## Apply what you read:
1) Using the passage on Sats's arrest and exile, decide whether each statement agrees with it: (a) Sats was arrested on 21 August 1937; (b) Israel Veitser was arrested before Sats; (c) Sats signed a confession. For each, answer yes or no and quote the words from the passage that settle it.
2) In the passage on Sats's arrest and exile, what did her daughter Roxana believe was the reason for the arrest?
3) Pick up the passage on Sats's arrest and exile after its last sentence and continue it.
Provided passage Start Marker
In November 1936, she married Israel Veitser, the People's Commissar for Internal Trade, whom she had met during a trip to Berlin in 1931, when he was soviet trade representative there.

== Arrest and exile ==
Sats was arrested, during the Great Purge, on 21 August 1937, and taken first to Lubyanka prison and then to Butyrka prison. She refused to sign a confession, and in October was sentenced to five years at a gulag in Siberia. Various reasons have been given for her arrest, including a report that she was accused of being a "family member of a traitor to the Motherland", as the wife of Israel Veitser. However he was not arrested until ten weeks after her, on 3 November 1937, which makes it unlikely that he was the reason she was arrested. (He was shot in May 1938). Her daughter, Roxana, believed she was arrested for lending money to someone who had been declared an "enemy of the people."

The cause of her arrest most commonly accepted by professional historians of the period is that Sats had had an affair with Marshal Tukhachevsky, one of the greatest military heroes of the Russian Civil War and a serial womanizer, who was arrested and shot in June 1937, two months before Sats was arrested. In November 1937, she was moved a place of detention for wives of prominent 'traitors', where Tukhachevsky's widow was a fellow prisoner.
Provided passage End Marker
Excerpted data Start Marker
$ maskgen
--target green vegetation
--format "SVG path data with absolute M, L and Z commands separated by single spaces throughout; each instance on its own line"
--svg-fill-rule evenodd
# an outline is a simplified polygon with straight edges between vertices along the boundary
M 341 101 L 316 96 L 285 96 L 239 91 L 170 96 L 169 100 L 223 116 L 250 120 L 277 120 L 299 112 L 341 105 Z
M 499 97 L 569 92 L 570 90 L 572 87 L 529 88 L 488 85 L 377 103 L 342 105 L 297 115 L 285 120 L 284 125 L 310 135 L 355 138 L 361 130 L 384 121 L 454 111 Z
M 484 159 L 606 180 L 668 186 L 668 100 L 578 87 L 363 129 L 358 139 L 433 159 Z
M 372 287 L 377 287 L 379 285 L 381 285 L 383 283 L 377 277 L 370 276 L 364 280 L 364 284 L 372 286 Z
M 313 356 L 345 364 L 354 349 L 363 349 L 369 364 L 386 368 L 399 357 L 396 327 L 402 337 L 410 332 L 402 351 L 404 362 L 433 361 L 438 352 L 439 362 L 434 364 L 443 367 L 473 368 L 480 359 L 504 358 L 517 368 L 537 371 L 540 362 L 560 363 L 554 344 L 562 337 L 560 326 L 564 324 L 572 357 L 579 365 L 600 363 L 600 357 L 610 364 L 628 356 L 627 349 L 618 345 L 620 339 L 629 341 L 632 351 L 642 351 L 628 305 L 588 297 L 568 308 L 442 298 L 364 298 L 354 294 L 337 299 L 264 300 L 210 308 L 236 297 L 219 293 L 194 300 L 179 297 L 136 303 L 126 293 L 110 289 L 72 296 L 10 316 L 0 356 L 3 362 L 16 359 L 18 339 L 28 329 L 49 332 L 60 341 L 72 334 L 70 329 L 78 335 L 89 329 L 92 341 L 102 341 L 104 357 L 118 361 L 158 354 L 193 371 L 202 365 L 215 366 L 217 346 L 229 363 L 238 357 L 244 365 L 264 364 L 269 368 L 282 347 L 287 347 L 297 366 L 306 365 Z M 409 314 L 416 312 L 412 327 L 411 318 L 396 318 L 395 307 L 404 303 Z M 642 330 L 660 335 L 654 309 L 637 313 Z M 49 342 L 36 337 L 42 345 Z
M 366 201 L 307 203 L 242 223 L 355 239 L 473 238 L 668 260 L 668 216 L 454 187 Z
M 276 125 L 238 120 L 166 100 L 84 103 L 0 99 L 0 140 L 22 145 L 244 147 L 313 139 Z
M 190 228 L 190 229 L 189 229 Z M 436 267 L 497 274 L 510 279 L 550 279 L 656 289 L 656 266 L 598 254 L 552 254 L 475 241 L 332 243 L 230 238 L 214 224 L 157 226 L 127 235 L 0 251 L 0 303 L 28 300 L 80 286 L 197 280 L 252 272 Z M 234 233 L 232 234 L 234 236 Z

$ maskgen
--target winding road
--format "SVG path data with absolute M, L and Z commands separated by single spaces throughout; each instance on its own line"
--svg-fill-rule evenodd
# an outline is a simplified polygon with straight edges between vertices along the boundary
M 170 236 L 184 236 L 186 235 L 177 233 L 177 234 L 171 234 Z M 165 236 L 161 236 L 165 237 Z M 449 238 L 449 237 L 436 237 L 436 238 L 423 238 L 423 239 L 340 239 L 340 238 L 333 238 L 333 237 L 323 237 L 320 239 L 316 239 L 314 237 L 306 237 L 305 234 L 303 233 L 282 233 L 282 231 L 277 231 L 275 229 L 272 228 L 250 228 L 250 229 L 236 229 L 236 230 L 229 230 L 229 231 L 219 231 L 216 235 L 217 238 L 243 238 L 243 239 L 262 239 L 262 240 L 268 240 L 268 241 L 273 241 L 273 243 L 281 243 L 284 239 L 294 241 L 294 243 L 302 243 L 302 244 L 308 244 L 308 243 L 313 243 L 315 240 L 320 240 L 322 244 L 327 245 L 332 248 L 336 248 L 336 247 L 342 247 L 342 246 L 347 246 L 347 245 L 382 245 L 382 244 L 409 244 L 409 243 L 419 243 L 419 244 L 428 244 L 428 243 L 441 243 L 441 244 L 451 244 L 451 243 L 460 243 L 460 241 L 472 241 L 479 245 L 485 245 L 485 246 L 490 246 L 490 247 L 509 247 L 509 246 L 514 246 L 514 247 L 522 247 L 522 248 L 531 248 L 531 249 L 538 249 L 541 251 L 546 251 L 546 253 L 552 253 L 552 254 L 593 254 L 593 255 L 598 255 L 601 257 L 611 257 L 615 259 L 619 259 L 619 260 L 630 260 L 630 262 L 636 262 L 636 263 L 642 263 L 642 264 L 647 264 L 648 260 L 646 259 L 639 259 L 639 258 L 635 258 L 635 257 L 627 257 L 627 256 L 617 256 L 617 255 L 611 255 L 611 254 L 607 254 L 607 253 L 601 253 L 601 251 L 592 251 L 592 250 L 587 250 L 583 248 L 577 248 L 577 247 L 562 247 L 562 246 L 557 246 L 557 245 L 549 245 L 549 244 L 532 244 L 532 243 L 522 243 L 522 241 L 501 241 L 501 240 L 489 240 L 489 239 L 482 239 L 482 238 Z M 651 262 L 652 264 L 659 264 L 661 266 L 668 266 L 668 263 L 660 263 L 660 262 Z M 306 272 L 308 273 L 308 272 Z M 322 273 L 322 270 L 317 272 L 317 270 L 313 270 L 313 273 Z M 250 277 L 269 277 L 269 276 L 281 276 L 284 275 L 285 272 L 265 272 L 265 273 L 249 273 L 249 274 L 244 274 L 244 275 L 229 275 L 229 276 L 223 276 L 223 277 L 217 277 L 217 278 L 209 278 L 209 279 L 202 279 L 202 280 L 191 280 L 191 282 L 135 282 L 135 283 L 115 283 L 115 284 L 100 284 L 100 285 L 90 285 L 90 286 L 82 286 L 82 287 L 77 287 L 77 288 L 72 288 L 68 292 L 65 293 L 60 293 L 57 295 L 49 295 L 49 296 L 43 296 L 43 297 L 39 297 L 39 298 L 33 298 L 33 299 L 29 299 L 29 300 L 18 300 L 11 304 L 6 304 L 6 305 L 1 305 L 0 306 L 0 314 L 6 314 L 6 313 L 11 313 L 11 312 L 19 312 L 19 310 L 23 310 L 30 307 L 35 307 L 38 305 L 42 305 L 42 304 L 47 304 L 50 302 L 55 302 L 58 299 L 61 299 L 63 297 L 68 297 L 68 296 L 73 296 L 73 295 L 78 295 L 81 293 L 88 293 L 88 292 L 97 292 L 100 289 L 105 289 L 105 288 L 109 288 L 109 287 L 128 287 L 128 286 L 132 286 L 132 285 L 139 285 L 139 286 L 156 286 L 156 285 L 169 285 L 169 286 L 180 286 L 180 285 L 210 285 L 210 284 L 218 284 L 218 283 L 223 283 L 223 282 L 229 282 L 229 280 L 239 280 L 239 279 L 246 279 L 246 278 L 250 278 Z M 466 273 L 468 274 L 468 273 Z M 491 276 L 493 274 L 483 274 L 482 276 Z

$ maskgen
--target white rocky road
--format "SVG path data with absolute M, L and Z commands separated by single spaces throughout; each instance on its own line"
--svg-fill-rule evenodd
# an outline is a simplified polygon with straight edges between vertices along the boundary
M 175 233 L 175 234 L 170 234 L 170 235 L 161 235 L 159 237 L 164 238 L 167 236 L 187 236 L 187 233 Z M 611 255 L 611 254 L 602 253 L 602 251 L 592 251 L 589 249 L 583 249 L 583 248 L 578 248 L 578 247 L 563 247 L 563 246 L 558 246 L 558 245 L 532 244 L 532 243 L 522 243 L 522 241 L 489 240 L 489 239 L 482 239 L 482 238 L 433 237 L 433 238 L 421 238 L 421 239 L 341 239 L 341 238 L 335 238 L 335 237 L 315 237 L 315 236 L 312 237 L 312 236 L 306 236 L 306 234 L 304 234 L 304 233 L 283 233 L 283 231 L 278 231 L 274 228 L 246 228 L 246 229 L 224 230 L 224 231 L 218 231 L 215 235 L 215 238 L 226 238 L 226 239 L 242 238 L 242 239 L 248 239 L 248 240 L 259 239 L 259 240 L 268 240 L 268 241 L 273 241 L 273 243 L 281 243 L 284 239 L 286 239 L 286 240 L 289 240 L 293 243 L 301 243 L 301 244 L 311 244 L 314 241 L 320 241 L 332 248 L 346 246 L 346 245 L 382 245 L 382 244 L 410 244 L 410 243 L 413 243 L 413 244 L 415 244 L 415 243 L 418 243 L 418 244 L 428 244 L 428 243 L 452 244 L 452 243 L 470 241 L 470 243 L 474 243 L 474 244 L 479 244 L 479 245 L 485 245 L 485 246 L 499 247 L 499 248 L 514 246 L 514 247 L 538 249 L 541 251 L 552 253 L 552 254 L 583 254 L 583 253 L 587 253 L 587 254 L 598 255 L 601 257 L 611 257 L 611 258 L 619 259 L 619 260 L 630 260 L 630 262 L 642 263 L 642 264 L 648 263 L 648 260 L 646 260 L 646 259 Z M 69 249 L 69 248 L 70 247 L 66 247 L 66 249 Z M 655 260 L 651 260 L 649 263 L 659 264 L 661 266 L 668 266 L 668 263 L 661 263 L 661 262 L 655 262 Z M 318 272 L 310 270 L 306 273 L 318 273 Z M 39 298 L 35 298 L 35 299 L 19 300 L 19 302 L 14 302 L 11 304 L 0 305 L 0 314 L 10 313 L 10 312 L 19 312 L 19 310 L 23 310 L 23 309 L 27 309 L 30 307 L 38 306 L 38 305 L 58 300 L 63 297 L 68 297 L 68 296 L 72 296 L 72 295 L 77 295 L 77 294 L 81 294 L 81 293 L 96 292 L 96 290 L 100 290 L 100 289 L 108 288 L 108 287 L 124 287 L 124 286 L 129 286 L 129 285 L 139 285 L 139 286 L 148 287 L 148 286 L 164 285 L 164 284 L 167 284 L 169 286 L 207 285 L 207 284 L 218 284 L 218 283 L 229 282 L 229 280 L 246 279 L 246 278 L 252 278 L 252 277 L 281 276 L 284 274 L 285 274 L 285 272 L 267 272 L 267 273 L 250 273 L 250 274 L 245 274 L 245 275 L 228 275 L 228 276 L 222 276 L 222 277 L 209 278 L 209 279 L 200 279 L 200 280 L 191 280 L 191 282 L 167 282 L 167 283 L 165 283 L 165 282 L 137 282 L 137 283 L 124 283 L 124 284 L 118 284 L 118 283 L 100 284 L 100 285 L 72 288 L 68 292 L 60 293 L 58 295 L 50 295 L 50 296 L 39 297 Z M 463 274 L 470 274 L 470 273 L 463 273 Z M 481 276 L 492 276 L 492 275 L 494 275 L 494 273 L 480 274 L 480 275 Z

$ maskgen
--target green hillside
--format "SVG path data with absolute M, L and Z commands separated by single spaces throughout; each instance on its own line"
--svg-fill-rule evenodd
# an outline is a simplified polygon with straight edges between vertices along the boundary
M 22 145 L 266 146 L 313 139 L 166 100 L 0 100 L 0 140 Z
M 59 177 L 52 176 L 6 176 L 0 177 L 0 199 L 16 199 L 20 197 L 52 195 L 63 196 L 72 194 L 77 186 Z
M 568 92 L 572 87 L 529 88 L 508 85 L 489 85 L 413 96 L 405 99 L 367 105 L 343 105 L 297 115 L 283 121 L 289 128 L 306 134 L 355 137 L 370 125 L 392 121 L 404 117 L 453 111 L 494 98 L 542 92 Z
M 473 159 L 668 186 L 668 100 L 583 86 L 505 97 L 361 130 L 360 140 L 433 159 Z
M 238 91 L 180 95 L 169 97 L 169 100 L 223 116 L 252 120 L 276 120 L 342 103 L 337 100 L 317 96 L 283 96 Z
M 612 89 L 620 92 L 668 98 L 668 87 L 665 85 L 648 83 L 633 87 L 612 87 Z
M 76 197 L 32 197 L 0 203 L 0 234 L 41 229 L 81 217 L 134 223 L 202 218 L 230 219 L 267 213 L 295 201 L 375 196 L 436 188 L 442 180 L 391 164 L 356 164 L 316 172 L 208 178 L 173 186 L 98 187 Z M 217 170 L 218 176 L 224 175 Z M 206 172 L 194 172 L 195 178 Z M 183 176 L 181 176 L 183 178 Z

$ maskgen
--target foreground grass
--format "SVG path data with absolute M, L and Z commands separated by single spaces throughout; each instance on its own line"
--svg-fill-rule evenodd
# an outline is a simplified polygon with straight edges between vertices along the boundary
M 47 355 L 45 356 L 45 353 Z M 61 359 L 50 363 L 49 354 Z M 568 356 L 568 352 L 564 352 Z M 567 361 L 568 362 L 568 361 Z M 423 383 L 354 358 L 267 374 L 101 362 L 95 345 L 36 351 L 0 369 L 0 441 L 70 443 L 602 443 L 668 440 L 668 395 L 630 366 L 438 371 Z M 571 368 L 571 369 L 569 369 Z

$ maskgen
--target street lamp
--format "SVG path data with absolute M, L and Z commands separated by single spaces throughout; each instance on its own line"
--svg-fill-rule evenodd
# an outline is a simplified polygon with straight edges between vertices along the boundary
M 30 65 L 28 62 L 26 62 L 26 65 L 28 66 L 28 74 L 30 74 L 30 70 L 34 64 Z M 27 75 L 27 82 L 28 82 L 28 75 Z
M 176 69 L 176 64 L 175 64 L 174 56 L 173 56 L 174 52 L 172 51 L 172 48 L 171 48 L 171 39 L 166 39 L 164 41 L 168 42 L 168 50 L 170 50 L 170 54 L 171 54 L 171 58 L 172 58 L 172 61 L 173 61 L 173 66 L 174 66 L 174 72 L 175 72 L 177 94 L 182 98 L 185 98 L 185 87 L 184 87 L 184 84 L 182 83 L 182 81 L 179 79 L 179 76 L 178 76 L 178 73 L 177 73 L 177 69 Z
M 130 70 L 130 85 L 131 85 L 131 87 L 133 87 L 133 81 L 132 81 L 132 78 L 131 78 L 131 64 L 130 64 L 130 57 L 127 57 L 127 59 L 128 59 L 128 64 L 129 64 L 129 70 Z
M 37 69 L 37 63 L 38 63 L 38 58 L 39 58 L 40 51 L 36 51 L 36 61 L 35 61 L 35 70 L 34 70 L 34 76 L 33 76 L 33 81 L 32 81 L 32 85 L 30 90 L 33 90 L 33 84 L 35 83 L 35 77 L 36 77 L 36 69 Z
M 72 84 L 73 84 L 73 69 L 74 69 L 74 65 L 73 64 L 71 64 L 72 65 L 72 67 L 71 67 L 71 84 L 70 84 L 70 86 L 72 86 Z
Excerpted data End Marker
## Answers for the tasks:
1)
(a) Yes: "Sats was arrested, during the Great Purge, on 21 August 1937"
(b) No: "he was not arrested until ten weeks after her, on 3 November 1937"
(c) No: "She refused to sign a confession"

2) Roxana believed Sats was arrested for lending money to someone who had been declared an "enemy of the people."

3)
At the end of her five years of hard labor, she was not allowed to return to Moscow, but was exiled to Alma-Ata (now Almaty, Kazakhstan). There, in 1944, Sats wrote to the Central Committee about the necessity of a theater for children and young people in the city. A resolution of the Council of People's Commissars and Central Committee of Communist Party of Kazakhstan “On organization of the theater of young spectators in Alma-Ata” was adopted on September 6, 1944. On November 7, 1945, the theater opened with a production directed by Sats.

== Later life ==
After Stalin's death in 1953, Sats was fully rehabilitated and returned to Moscow in 1958. Here she ran a touring theater for children. Eventually, with the support of influential colleagues, she was able to start a new theater for children in Moscow. In 1965, the Musical Theater for Children opened. Her theater company traveled the world, performing in many countries and languages.

In addition to working as a playwright, director and producer, Sats wrote three books, including an autobiography Sketches from My Life, which was translated into English in 1985.

Sats died 18 December 1993, and was buried at the Novodevichy Cemetery in Moscow next to her father. The Musical Theater for Children and the State Theater for Children in Almaty were then renamed in her honor. Sats' daughter, Roksana Sats, continues her work in the theater. On September 14, 2023, a memorial plaque was unveiled in Almaty in connection with the 120th anniversary of the birth of Natalya Sats.

== Awards and honors ==

- Honored Artist of the RSFSR (1933)
- People's Artist of the RSFSR (1967)
- USSR State Prize (1972)
- Order of the Red Banner of Labour (1973)
- People's Artist of the USSR (1975)
- Order of Friendship of Peoples (1978)
- Lenin Prize (1982)
- Hero of Socialist Labour (1983)
- Order of Lenin (1983)
- Lenin Komsomol Prize (1985)
- Order of the October Revolution (1989)

== Sources ==
- Simon Morrison, The People's Artist, Oxford, Oxford University Press, 2009.
- Natalya Sats, Sketches from My Life , vol 1, 1984.
- Deborah Annette Wilson, Prokofiev's Romeo and Juliet: History of a Compromise, Doctoral Dissertation, The Ohio State University, 2003.
- Biography (in Russian)
- Peter & The Wolf [VHS], Proscenium Entertainment, released February 26, 1996.